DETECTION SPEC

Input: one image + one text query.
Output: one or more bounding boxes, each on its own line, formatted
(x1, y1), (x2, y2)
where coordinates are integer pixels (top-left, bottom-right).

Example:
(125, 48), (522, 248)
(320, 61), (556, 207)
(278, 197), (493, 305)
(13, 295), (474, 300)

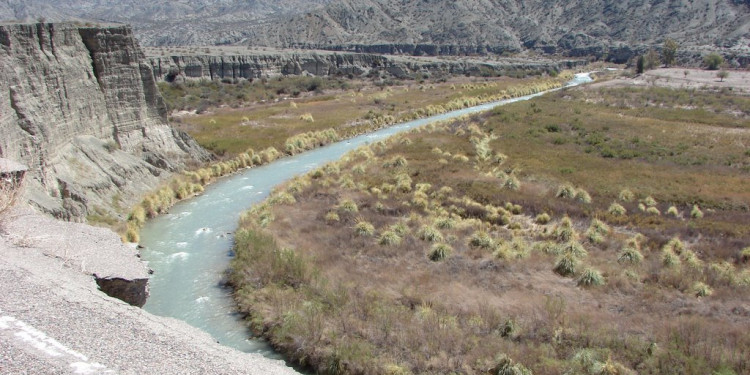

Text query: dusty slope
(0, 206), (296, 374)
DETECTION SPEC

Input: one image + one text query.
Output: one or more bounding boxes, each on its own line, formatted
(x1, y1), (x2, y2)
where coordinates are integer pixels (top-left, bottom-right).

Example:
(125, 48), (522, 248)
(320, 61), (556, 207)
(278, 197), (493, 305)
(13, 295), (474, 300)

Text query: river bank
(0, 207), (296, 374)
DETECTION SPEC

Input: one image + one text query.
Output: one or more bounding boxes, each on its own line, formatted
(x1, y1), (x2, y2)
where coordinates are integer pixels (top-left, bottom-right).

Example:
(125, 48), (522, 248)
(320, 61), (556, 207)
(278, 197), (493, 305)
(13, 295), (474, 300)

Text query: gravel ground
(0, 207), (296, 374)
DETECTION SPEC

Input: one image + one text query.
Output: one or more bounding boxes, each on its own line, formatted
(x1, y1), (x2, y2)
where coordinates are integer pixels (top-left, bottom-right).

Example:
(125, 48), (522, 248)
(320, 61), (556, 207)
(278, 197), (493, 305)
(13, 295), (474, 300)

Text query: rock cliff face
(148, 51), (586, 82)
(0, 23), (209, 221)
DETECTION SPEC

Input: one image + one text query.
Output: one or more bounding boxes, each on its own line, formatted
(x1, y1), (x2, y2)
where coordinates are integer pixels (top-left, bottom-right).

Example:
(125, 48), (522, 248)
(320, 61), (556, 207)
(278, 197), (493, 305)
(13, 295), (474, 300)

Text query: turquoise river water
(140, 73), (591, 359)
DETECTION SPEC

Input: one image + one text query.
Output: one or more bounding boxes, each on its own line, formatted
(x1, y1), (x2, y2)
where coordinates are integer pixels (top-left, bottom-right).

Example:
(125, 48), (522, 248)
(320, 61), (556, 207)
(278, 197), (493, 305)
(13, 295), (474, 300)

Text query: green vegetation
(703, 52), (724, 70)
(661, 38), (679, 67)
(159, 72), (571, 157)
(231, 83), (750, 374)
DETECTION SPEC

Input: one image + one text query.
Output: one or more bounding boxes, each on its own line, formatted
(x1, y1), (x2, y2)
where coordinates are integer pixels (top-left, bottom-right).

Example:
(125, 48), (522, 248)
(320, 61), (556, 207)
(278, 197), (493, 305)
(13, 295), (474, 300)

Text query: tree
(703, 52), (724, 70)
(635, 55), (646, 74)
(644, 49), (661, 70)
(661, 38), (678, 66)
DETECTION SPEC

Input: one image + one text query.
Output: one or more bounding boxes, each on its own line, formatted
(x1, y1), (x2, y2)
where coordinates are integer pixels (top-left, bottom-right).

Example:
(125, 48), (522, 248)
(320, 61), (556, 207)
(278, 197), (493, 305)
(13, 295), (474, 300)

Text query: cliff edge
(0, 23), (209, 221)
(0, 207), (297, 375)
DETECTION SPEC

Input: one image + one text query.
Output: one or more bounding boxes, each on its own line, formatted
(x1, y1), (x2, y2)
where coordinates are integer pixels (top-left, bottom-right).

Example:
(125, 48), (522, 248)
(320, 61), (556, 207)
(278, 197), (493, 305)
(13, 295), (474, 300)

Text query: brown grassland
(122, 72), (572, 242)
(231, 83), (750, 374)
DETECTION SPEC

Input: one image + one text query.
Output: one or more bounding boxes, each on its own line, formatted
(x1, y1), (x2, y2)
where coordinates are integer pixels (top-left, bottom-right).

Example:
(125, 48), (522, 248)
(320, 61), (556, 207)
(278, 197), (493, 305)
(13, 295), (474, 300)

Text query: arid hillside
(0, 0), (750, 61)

==

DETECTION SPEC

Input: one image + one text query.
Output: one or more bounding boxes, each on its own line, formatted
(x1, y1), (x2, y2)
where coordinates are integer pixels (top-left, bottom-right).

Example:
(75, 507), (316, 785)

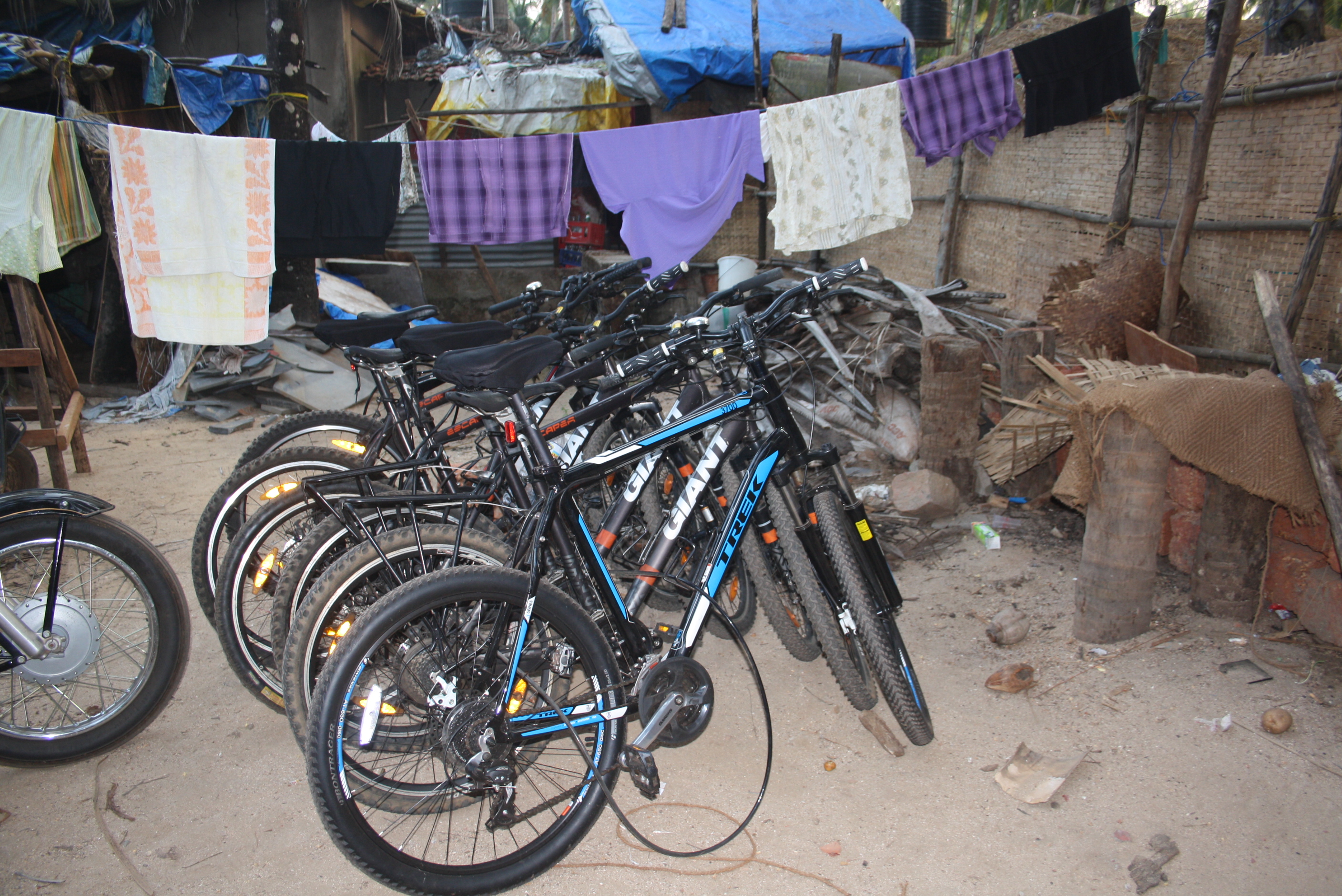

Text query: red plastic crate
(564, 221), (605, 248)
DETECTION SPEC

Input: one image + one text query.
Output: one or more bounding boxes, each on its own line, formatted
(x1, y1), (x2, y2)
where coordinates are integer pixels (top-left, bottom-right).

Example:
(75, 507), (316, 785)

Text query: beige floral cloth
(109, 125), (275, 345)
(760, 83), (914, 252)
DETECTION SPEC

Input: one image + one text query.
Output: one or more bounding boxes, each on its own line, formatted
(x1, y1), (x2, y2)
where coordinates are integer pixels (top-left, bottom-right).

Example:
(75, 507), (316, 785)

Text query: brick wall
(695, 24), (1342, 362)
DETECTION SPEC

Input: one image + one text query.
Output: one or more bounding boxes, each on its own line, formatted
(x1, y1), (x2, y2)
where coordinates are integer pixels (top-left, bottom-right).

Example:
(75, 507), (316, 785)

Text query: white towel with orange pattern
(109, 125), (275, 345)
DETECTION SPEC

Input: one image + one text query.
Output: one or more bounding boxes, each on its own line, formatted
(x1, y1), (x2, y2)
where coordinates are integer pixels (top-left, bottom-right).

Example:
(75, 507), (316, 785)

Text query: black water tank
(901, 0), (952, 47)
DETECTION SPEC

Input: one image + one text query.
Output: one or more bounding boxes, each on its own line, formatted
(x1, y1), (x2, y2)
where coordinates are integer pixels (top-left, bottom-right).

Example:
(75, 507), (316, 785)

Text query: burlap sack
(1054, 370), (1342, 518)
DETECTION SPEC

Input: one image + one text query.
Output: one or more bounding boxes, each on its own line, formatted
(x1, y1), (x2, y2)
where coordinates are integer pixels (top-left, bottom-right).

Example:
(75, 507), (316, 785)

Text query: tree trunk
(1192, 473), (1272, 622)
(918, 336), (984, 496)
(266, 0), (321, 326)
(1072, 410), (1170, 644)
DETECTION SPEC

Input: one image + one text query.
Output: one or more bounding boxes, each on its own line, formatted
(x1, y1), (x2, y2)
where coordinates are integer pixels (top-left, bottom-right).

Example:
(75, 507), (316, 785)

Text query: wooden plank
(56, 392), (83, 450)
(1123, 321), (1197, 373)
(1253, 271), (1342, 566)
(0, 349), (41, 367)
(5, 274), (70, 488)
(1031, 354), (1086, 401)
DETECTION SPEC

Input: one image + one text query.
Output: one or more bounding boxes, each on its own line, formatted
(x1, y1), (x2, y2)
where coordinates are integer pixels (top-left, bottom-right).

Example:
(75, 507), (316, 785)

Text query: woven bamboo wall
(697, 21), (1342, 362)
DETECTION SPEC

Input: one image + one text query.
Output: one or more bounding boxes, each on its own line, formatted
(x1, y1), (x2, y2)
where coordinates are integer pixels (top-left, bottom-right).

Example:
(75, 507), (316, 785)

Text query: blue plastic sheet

---

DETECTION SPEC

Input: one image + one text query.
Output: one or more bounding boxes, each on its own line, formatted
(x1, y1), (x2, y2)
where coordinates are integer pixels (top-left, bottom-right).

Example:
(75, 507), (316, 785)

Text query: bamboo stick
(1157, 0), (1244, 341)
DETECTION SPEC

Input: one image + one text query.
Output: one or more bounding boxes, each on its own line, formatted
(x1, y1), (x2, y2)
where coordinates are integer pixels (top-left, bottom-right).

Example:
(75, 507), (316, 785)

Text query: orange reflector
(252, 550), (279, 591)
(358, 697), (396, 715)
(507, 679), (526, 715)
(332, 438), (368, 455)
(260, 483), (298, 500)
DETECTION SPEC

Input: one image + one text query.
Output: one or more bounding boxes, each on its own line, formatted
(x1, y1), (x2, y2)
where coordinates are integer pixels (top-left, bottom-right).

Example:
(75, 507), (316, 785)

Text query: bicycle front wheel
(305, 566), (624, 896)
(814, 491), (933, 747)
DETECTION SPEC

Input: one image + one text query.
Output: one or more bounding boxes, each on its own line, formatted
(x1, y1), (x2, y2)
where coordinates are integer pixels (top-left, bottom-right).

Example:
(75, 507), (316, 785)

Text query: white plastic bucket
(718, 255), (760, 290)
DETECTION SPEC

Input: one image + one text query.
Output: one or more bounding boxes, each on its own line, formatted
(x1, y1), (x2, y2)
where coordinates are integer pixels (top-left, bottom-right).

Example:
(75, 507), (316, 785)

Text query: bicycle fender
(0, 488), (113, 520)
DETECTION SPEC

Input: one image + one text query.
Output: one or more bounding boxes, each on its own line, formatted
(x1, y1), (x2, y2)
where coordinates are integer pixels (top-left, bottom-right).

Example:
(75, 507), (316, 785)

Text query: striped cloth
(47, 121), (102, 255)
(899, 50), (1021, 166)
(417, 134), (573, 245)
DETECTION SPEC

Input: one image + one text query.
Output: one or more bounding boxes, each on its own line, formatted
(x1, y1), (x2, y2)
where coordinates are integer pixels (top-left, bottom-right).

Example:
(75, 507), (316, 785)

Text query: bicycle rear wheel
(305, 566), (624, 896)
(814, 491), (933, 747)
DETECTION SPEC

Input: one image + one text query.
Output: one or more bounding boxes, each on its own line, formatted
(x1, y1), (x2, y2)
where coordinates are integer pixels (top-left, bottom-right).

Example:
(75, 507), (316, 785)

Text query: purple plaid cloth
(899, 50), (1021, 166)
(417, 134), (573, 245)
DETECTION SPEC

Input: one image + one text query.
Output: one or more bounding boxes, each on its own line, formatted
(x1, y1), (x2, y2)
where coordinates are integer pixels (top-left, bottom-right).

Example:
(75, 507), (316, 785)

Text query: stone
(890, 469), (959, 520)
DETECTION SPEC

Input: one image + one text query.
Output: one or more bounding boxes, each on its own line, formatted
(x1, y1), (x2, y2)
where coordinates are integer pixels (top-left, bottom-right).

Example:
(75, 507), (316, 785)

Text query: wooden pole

▶ _Task_
Gather every line above that contains the word "white" and copy each one in full. Matching is case-sensitive.

▶ _Worked answer_
Text query: white towel with orange pattern
Text query: white plastic bucket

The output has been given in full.